GOAL:
Can you duplicate every one of the lines below from this data file, character for character?

Part of a data file
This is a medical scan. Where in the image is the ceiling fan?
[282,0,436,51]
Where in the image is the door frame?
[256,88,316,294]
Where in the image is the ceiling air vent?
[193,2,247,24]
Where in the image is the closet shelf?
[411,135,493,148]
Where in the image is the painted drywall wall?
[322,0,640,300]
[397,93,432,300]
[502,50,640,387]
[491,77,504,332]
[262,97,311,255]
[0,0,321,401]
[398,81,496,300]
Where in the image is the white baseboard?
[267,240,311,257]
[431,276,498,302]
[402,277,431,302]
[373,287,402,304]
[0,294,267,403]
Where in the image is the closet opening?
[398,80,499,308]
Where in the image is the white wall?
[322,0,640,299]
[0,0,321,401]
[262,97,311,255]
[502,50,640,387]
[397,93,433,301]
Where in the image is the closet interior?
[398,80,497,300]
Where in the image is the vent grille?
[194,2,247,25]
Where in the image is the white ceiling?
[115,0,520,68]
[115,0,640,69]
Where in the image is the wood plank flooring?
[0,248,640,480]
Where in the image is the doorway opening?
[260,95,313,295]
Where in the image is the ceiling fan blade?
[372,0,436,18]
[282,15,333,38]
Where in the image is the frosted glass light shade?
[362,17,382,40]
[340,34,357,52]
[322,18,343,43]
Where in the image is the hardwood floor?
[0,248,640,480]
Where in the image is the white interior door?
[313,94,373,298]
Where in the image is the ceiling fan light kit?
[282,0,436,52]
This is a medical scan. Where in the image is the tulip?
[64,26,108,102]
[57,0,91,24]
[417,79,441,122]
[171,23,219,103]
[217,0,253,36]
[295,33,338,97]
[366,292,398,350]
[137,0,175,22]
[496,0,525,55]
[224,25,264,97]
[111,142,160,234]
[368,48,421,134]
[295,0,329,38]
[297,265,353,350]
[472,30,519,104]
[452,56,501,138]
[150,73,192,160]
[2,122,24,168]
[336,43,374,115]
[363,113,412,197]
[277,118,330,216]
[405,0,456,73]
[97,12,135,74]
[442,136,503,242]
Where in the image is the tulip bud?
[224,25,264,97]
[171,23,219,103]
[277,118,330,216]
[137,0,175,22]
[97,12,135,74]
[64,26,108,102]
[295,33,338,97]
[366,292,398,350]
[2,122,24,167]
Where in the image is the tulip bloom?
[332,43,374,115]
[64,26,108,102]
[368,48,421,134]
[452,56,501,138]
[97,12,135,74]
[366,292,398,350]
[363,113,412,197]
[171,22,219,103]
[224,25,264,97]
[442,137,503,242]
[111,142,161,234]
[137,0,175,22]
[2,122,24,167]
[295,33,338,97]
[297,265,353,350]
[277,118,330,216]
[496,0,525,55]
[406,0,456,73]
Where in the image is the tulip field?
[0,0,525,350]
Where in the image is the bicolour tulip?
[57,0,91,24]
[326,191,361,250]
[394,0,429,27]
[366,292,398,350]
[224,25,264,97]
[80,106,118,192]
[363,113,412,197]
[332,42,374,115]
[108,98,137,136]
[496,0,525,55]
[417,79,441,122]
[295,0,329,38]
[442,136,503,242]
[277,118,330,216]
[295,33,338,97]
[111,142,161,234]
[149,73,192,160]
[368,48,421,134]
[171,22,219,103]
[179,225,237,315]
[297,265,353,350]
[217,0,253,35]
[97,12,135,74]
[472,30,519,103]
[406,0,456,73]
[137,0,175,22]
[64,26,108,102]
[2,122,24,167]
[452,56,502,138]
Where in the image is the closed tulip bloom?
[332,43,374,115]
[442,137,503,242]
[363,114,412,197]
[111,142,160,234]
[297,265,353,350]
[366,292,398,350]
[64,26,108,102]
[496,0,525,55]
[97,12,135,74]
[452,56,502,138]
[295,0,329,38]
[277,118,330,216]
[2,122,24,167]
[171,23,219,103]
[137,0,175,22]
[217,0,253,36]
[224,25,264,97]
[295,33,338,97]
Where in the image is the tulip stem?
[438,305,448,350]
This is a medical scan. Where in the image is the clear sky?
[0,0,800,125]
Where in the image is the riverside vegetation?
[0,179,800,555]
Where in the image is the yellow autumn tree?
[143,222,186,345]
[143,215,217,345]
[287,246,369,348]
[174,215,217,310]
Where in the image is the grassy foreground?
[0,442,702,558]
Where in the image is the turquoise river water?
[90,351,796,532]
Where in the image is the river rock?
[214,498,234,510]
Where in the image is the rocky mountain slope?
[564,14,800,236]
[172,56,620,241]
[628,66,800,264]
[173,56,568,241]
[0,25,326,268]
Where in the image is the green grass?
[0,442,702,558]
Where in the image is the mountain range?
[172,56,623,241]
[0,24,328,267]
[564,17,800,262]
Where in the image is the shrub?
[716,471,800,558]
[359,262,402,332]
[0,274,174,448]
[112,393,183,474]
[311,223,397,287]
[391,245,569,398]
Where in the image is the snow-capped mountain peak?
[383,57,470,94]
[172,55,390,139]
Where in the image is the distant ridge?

FULL ANSWER:
This is a medical scan. Where in the image is the ceiling fan?
[282,0,436,51]
Where in the image is the door frame?
[256,88,316,294]
Where in the image is the ceiling air vent?
[193,2,247,24]
Where in the image is the closet shelf?
[411,135,493,148]
Where in the image is the painted drywall wall?
[322,0,640,300]
[397,93,432,300]
[502,50,640,387]
[491,77,504,332]
[262,97,311,255]
[0,0,321,401]
[398,81,496,300]
Where in the image is the white baseboard?
[267,240,311,257]
[431,276,498,302]
[402,277,431,302]
[373,287,402,304]
[0,294,267,403]
Where in the image is the closet opening?
[398,80,499,308]
Where in the image is the white wall?
[322,0,640,299]
[0,0,321,401]
[262,97,311,255]
[502,50,640,387]
[397,93,433,301]
Where in the image is the closet interior?
[398,80,497,300]
Where in the image is the vent grille?
[194,2,247,25]
Where in the image is the white ceiling?
[115,0,520,68]
[115,0,640,69]
Where in the image is the wood plank flooring?
[0,248,640,480]
Where in the image is the doorway opening?
[260,95,313,295]
Where in the image is the ceiling fan blade?
[372,0,436,18]
[282,15,333,38]
Where in the image is the frosted glass light shade?
[362,17,382,40]
[340,34,357,52]
[322,18,343,43]
Where in the image is the hardwood floor?
[0,248,640,480]
Where in the image is the white interior door?
[313,94,373,298]
Where in the image is the ceiling fan light kit?
[282,0,436,52]
This is a medical scan. Where in the image is the tulip?
[64,26,108,102]
[57,0,91,24]
[417,79,441,122]
[171,23,219,103]
[217,0,253,36]
[295,33,338,97]
[366,292,398,350]
[137,0,175,22]
[496,0,525,55]
[224,25,264,97]
[111,142,160,234]
[368,48,421,134]
[295,0,329,38]
[297,265,353,350]
[472,30,519,104]
[452,56,501,138]
[150,73,192,160]
[2,122,24,168]
[336,43,374,115]
[363,113,412,197]
[277,118,330,216]
[405,0,456,73]
[97,12,135,74]
[442,136,503,242]
Where in the image is the tulip bud?
[224,25,264,97]
[171,23,219,103]
[277,118,330,216]
[137,0,175,22]
[97,12,135,74]
[64,26,108,102]
[295,33,338,97]
[366,292,398,350]
[2,122,24,167]
Where in the image is the tulip bloom?
[332,43,374,115]
[64,26,108,102]
[368,48,421,134]
[452,56,501,138]
[97,12,135,74]
[366,292,398,350]
[363,113,412,197]
[171,22,219,103]
[224,25,264,97]
[442,137,503,242]
[111,142,161,234]
[137,0,175,22]
[2,122,24,167]
[295,33,338,97]
[297,265,353,350]
[277,118,330,216]
[496,0,525,55]
[406,0,456,73]
Where in the image is the tulip field?
[0,0,525,350]
Where in the image is the bicolour tulip?
[57,0,91,24]
[326,191,361,250]
[394,0,429,27]
[366,292,398,350]
[224,25,264,97]
[80,106,118,192]
[363,113,412,197]
[332,42,374,115]
[108,98,137,136]
[496,0,525,55]
[417,79,441,122]
[295,0,329,38]
[442,136,503,242]
[277,118,330,216]
[295,33,338,97]
[111,142,161,234]
[149,73,192,160]
[368,48,421,134]
[171,22,219,103]
[179,225,237,315]
[297,265,353,350]
[217,0,253,35]
[97,12,135,74]
[472,30,519,103]
[406,0,456,73]
[137,0,175,22]
[64,26,108,102]
[2,122,24,167]
[452,56,502,138]
Where in the image is the closed tulip bloom?
[332,43,374,115]
[442,137,503,242]
[363,114,412,197]
[111,142,160,234]
[297,265,353,350]
[366,292,398,350]
[64,26,108,102]
[496,0,525,55]
[97,12,135,74]
[452,56,502,138]
[295,0,329,38]
[277,118,330,216]
[2,122,24,167]
[171,23,219,103]
[137,0,175,22]
[217,0,253,36]
[224,25,264,97]
[295,33,338,97]
Where in the image is the tulip stem?
[438,305,448,350]
This is a medical scan. Where in the image is the clear sky?
[0,0,800,125]
Where in the image is the riverside vegetation?
[0,179,800,555]
Where in the image is the yellow autumn tree?
[143,222,186,345]
[143,215,217,345]
[287,246,369,348]
[174,215,217,310]
Where in the image is the grassy foreground?
[0,442,702,558]
Where in the image is the turquoise river water?
[90,351,796,532]
Where in the image is the river rock?
[214,498,234,510]
Where in the image is the rocky mountain slope?
[564,14,800,236]
[172,56,620,241]
[628,66,800,264]
[173,56,568,241]
[0,25,326,268]
Where in the image is the green grass?
[0,442,702,558]
Where in the image is the mountain range?
[172,56,623,241]
[0,24,328,267]
[564,17,800,262]
Where in the image is the shrub?
[716,471,800,558]
[359,262,402,332]
[0,274,174,448]
[112,393,183,474]
[311,223,397,287]
[391,245,569,398]
Where in the image is the snow-capped mountain peak?
[383,57,470,94]
[172,55,390,139]
Where in the image is the distant ridge?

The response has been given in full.